Starting at the first line below, copy through to the last line exactly.

• • •

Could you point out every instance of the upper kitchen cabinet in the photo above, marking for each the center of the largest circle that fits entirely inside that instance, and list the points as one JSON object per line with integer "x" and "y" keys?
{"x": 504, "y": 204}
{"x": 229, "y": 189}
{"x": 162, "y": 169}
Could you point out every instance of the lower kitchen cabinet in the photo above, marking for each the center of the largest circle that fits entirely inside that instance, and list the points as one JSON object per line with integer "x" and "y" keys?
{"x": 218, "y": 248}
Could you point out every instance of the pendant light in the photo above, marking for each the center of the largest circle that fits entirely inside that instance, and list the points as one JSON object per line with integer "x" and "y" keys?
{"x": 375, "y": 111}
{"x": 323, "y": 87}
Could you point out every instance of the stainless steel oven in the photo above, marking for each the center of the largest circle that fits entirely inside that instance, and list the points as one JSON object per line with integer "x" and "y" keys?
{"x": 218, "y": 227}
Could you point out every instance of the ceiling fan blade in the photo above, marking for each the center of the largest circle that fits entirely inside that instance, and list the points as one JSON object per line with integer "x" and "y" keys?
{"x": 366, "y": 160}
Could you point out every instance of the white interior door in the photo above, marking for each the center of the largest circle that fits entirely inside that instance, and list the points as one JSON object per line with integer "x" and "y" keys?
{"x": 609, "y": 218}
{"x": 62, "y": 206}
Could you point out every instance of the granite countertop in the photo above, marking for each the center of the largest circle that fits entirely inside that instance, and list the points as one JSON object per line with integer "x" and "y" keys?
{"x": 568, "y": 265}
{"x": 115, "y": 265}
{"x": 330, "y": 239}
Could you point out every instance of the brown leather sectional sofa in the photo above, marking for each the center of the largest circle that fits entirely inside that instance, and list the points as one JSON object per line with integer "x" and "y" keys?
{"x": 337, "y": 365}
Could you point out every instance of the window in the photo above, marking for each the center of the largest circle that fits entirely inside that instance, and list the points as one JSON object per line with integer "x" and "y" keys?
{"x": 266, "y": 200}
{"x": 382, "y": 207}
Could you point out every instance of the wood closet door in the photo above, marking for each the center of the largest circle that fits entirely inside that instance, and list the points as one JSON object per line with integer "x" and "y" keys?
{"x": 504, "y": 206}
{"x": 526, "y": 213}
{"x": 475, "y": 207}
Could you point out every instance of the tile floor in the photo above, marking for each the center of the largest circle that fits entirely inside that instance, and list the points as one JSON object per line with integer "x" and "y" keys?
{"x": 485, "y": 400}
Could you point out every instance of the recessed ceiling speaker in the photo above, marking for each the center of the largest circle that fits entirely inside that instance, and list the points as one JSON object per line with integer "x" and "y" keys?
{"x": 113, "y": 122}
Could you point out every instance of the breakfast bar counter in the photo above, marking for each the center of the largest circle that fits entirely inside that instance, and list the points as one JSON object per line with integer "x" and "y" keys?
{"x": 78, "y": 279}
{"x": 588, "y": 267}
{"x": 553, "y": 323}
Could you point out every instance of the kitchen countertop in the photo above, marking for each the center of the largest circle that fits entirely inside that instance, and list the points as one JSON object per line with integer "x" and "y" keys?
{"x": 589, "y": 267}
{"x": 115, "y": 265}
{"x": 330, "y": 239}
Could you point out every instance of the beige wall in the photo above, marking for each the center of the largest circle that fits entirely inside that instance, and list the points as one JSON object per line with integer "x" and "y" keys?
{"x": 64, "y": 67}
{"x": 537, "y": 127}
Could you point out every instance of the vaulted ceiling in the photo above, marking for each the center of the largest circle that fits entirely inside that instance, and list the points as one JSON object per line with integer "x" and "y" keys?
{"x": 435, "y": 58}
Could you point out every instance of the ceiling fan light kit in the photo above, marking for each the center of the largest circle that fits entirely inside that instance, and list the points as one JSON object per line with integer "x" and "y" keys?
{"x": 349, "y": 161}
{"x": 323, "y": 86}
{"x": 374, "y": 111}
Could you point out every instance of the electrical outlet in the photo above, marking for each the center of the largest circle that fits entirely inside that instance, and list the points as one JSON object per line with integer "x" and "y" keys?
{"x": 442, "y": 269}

• • •

[Your solution]:
Could you point out every instance of the upper kitchen cabinet in the photo above, marking for each the center of the largest circle that fits entirely inside that instance, and list the points as one JSON object per line with integer "x" and "y" keys?
{"x": 504, "y": 204}
{"x": 229, "y": 189}
{"x": 162, "y": 169}
Could you point out every instance of the lower kitchen cabinet in the photo above, marking for each the center of the largest circle that fits entirely inside that instance, and list the points as one JSON object per line with integer "x" and "y" keys?
{"x": 218, "y": 248}
Could you point out every instance of the pendant light in the photo above, marking for each the center of the largest circle that fits entirely inside that instance, and list the points as one JSON object per line with integer "x" and "y" keys?
{"x": 375, "y": 111}
{"x": 323, "y": 87}
Could you point out every instance of the stainless steel oven in the photo above, marking for each the center of the largest circle that fits entirely inside that instance, and list the points as one JSON object per line with integer "x" and "y" keys?
{"x": 218, "y": 227}
Could you point out every instance of the ceiling fan blade in the photo above, marking for each the center of the largest circle that fits entirely inside that instance, and list the points as one JSON object per line with integer "x" and "y" keys?
{"x": 366, "y": 160}
Could you point out every instance of the white interior door in the photo above, marking for each the center of the largest circle that fits entirely inside that instance, and list the points as one JSON object per line with integer "x" and "y" keys?
{"x": 609, "y": 218}
{"x": 62, "y": 206}
Could you point out every instance of the granite countertop in the photo above, marking for each the center of the largest circle that fits entirely inside that instance, and list the points as one JSON object per line with integer "x" and "y" keys?
{"x": 568, "y": 265}
{"x": 115, "y": 265}
{"x": 330, "y": 239}
Could you point out every instance of the brown leather sectional sofa in the photo above, marking for each the center of the largest circle that fits entirely inside that instance, and list the points as one JSON object per line with integer "x" and "y" keys?
{"x": 337, "y": 365}
Could you point out every instance of the window in the photo above, marking for each the center of the largest circle that fits entirely inside that instance, and list the points as one JSON object per line with integer "x" and "y" keys?
{"x": 266, "y": 200}
{"x": 382, "y": 207}
Could you point out every instance of the wood closet door in the photo above, marking for each the center of the largest circle that fits entirely inside that instance, and list the points as one JSON object per line with integer "x" and "y" keys?
{"x": 504, "y": 206}
{"x": 526, "y": 213}
{"x": 475, "y": 207}
Could you point out every instance of the tile floor in the photo above, marking for each the center of the largest circle that fits entirely inside that instance, and list the points as one JSON object per line with integer "x" and "y" keys?
{"x": 485, "y": 400}
Could you point out every instance of the recessed ceiling speaker in the photo above, marking for each the center of the largest circle that fits entirely inside that instance, and list the points as one JSON object per line with integer "x" and "y" keys?
{"x": 113, "y": 122}
Could you point out every instance of the breakfast bar counter in the photo above, marking for each the center of the largest circle that fits entirely inside that instance, and list the points as one JSON object per line with integer "x" and "y" keys?
{"x": 78, "y": 279}
{"x": 588, "y": 267}
{"x": 553, "y": 323}
Could you point out every instance of the kitchen countertop in the photo above, marking for each the center of the largest circle that fits entirely inside that instance, and list the points as one JSON object per line with integer "x" and "y" keys?
{"x": 589, "y": 267}
{"x": 115, "y": 265}
{"x": 330, "y": 239}
Could you point out every instance of the beige wall in the photo above, marking for each the center of the largest circle that fits entirely inside that instance, and list the points as one JSON object per line with integer "x" and "y" keys?
{"x": 64, "y": 67}
{"x": 537, "y": 127}
Could you point out every instance of the vaulted ceiling in the photo above, marking for each the center of the largest circle that fits entirely inside that instance, and list the points as one JSON object per line with integer "x" and "y" keys?
{"x": 435, "y": 58}
Could you point out every instance of the ceiling fan light kit in the photo above, marking for each the center of the largest circle that fits entirely inside that instance, and list the points as one JSON object per line with integer "x" and "y" keys?
{"x": 349, "y": 161}
{"x": 323, "y": 86}
{"x": 374, "y": 111}
Could you point out every instance of the electrical outlet in the photo above, marking for each the center of the largest circle that fits entirely inside that instance, and list the points as one JSON object per line with integer "x" and "y" keys?
{"x": 442, "y": 269}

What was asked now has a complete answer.